Un hombre golpea a otro en la entrega del Óscar y la bofetada resuena en el mundo entero. En segundos las redes sociales se incendian y lo que era un hecho condenable cobra dimensiones inmanejables. En una esquina del Twitter o el TikTok miles de personas defienden a Will Smith por haber puesto en su sitio al anfitrión que se burló de la calvicie de su mujer. En la otra esquina del Facebook o el Instagram se le condena por haberse dejado arrastrar por la violencia. Al sopapo de la gala le siguen enfrentamientos entre los “yo jamás hubiera hecho eso” y los “yo le hubiera pegado más fuerte”.
Sentar una posición no tiene nada de malo, lo que resulta perturbador de casos como este es que al viralizarse se cae en la condena fácil y en el juicio de valor chavetero. En lugar de tratar de comprender qué pasó con dos individuos talentosos y adultos que protagonizaron un hecho tan vergonzante, nos sumimos en un griterío, cada vez más alto y atarantador, que nos regresa a una justicia de hordas.
Y eso nos está envileciendo, porque en el fondo a nadie le importa determinar si Smith es culpable o inocente, lo que nos obsesiona es usar la falta ajena para soltar una máxima que nos posicione en esta nueva sociedad de seres opinantes e invisibles. Así, el machito busca bronca encuentra en el puñete un símbolo que lo representa y del cual se cuelga para justificar su violencia; el guardián de la corrección tiene excusa para levantar el dedo acusador y dejar en claro que jamás se dejaría arrastrar por la violencia, el intelectual con aires de superioridad hará un recuento de la vida banal de los famosos y declarará que son gente inferior. Y así nos vamos llenando de “yo nunca”, “tú siempre”, “me parece inadmisible” hasta el próximo drama viral.

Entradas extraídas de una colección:

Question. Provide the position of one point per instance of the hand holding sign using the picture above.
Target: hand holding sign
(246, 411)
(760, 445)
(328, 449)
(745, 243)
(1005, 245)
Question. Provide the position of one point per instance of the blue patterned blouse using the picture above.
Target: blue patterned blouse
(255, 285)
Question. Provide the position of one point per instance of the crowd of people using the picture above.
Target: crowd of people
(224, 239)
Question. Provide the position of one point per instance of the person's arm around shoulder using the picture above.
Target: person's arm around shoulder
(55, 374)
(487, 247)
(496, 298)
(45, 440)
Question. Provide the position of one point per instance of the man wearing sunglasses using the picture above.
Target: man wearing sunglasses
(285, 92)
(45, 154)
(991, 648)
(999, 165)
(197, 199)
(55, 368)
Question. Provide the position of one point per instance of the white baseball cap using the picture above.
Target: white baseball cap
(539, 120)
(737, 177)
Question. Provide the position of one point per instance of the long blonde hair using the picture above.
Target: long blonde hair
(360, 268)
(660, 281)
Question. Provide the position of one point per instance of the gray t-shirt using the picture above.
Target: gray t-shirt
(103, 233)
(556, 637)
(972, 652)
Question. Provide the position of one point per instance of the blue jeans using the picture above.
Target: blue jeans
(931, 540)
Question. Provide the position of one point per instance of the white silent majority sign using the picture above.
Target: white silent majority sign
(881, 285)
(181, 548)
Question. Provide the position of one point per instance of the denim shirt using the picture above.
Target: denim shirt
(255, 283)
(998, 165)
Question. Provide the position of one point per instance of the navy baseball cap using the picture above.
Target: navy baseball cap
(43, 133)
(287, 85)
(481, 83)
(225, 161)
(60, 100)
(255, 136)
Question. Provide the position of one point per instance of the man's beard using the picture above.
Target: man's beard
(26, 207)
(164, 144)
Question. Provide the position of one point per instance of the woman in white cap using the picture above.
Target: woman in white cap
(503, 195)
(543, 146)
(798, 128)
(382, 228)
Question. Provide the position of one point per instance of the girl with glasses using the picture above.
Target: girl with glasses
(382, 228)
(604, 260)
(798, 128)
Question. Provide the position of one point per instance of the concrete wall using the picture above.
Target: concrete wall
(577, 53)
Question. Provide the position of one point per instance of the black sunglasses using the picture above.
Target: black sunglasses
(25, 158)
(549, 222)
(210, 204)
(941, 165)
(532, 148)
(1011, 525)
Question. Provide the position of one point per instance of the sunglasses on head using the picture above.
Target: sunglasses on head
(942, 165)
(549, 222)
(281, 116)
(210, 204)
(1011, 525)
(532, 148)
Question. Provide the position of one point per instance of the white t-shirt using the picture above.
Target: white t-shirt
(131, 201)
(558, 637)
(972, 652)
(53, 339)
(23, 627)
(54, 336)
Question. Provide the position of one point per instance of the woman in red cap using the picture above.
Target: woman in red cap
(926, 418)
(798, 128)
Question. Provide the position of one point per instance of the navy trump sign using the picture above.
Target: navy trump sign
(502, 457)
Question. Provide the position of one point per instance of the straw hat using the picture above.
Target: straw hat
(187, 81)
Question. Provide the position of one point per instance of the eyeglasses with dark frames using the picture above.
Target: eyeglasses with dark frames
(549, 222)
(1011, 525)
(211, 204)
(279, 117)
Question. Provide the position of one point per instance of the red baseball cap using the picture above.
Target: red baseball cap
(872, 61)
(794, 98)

---

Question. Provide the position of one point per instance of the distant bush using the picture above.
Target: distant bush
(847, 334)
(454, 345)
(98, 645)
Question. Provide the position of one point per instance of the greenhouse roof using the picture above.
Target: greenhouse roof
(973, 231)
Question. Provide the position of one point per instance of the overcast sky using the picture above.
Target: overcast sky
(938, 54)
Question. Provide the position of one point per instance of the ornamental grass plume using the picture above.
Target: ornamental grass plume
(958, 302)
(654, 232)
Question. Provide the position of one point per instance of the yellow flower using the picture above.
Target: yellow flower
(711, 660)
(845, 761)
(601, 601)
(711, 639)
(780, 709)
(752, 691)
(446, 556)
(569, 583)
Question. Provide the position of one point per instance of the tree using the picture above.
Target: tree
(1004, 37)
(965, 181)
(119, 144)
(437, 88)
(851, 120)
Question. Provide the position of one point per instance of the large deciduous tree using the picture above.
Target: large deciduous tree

---

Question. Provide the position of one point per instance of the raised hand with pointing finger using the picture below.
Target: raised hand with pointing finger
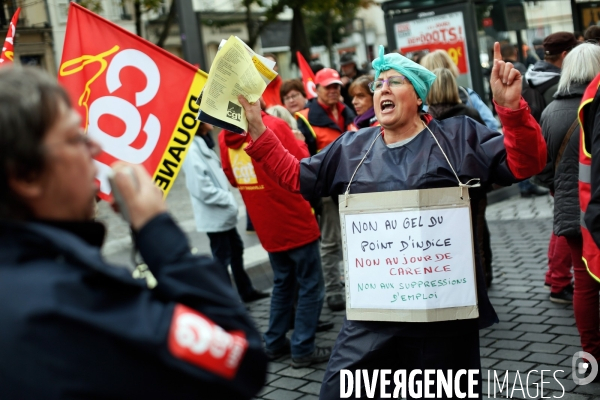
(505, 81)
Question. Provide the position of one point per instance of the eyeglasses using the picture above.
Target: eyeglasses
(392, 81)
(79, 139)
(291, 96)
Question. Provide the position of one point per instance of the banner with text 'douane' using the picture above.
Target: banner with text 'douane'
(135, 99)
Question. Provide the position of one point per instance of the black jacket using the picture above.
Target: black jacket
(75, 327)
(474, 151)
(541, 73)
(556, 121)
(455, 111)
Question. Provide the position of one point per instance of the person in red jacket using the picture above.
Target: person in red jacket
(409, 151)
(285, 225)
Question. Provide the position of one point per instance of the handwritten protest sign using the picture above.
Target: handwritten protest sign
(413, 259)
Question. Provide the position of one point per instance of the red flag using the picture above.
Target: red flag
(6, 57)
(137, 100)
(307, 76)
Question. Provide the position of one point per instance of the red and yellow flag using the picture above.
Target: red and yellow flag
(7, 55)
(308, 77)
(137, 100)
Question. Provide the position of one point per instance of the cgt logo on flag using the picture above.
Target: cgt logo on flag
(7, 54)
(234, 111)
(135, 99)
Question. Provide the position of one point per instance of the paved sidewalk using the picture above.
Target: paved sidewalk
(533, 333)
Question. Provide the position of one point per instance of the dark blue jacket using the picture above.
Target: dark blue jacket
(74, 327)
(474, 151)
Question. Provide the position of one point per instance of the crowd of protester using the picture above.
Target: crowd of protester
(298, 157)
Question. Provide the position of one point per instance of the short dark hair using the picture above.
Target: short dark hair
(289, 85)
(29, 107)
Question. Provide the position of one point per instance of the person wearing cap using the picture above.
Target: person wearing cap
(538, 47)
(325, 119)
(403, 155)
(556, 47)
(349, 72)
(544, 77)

• POR HACER
(1) Traduce al inglés esta oración del texto sobre la bofetada del Óscar: "En segundos las redes sociales se incendian y lo que era un hecho condenable cobra dimensiones inmanejables."
(2) Reescribe de forma más breve el párrafo del texto sobre la bofetada del Óscar que empieza con "Sentar una posición no tiene nada de malo", sin perder sus datos principales.
(3) Prosigue el texto sobre la bofetada del Óscar a partir de su última oración.
Los registros proceden de una fuente distinta.

• RESPUESTAS
(1) In seconds social media catches fire, and what was a reprehensible act takes on unmanageable proportions.

(2) Tomar postura no es malo. Lo inquietante es que, al viralizarse el caso, se cae en la condena fácil y en juicios de valor desmedidos. En vez de intentar comprender qué les pasó a dos adultos talentosos que protagonizaron un hecho tan vergonzante, nos hundimos en un griterío creciente que nos devuelve a una justicia de hordas.

(3)
¿De qué nos perdemos cuando reducimos el episodio de la cachetada a memes, tatuajes de moda, criptomonedas alusivas al percance, máximas condenatorias de 240 caracteres? Estamos dejando de lado la posibilidad de sancionar para reparar, estamos perdiendo la posibilidad de aprender algo de nosotros mismos. Según Durkheim, una de las funciones de la sanción es resarcir el daño que el delito cometido ha generado a la moral colectiva. Se castiga al culpable para restablecer los valores ofendidos y devolverle a la sociedad una sensación de justicia y armonía. Pero ¿nos permite acaso el griterío evaluar siquiera cuáles fueron los valores ofendidos, o será que solo queremos la cabeza de Will Smith sobre una pica?
La bofetada de Will Smith es un acto violento e inadmisible que nos debería obligar a pensar en el machismo, la falta de control, los excesos. La broma de Chris Rock también nos tendría que interpelar sobre los límites del humor y el daño que puede causar una agresión psicológica. Hay otras aristas que no resultan tan obvias como la señalada por el basquetbolista Kareen Abdul-Jabbar, que en un maravilloso artículo llama la atención sobre el estigma que significa para la comunidad afroamericana que dos negros se agarren a golpes en un escenario. Tenemos mucho más que discutir ante un acto que no es un ejemplo de nada ni tampoco algo tan ajeno que no nos pueda ocurrir en algún momento trágico de nuestras vidas.
A Will Smith lo podrán llenar de insultos y condenar al ostracismo sin que eso resuelva ninguno de los problemas representados en ese manazo que subsisten en nuestra sociedad. Smith es, finalmente, un ser humano que a juzgar por su arrepentimiento le quedó clarísimo que la agresión física no conduce a nada. Los que lo ensalzan o lo condenan, en cambio, ni cuenta se han dado de la violencia a veces explícita, a veces contenida que hay en sus discursos.